→ **Exercise instructions**: For each line of the listing that includes the word "detect", show the whole line.

"""

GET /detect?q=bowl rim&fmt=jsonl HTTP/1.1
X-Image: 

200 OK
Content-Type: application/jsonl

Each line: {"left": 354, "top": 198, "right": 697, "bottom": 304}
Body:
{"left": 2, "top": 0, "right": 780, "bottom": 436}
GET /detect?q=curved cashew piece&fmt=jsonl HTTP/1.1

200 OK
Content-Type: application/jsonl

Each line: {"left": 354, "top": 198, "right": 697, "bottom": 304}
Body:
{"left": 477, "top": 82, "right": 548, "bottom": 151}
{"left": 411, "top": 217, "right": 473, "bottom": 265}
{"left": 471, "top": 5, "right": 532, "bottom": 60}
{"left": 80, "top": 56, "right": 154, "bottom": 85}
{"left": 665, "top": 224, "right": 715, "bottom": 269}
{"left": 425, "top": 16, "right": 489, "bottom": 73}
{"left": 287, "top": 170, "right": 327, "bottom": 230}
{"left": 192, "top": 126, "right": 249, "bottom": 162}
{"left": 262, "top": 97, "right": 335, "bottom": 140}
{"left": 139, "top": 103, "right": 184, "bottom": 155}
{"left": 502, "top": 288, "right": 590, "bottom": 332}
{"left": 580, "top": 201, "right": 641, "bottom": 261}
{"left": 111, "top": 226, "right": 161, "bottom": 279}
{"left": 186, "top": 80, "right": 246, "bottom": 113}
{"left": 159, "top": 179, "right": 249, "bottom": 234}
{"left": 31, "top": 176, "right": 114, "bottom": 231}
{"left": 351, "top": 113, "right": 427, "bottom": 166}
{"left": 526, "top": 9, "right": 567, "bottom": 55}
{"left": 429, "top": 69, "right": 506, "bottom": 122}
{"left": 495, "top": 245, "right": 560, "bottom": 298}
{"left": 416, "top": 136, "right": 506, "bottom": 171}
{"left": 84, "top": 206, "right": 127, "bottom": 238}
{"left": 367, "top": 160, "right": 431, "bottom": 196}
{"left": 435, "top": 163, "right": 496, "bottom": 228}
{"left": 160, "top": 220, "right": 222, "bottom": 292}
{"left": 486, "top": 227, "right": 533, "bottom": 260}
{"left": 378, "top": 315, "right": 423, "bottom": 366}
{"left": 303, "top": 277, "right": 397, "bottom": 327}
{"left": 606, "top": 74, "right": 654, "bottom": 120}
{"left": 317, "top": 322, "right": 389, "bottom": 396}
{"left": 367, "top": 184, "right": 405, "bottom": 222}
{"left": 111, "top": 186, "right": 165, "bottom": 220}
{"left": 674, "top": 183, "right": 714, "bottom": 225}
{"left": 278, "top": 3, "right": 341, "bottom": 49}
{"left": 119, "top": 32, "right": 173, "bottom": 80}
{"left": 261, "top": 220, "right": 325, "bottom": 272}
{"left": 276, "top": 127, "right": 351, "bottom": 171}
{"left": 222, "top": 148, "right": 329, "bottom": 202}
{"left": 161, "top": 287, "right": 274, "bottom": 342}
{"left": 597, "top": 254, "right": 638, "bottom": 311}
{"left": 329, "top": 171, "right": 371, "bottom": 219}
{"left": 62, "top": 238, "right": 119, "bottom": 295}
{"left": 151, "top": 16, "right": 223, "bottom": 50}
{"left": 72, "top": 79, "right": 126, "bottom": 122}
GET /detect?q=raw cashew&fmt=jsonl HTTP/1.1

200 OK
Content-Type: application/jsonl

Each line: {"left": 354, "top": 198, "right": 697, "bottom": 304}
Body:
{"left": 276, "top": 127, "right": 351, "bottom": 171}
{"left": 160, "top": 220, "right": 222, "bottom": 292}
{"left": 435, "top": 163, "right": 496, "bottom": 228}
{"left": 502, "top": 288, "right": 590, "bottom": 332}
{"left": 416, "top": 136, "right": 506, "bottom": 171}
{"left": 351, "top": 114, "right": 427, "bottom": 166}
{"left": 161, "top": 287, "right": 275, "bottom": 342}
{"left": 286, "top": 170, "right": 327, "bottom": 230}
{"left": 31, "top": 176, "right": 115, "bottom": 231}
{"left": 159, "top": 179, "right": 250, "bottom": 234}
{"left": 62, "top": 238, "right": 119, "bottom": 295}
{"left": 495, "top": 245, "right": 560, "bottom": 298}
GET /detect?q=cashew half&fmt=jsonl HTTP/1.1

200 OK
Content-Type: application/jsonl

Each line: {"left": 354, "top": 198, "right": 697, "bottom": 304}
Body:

"""

→ **Output of the exercise**:
GET /detect?q=bowl rim&fmt=jsonl HTTP/1.1
GET /detect?q=curved cashew piece&fmt=jsonl HTTP/1.1
GET /detect?q=raw cashew&fmt=jsonl HTTP/1.1
GET /detect?q=cashew half&fmt=jsonl HTTP/1.1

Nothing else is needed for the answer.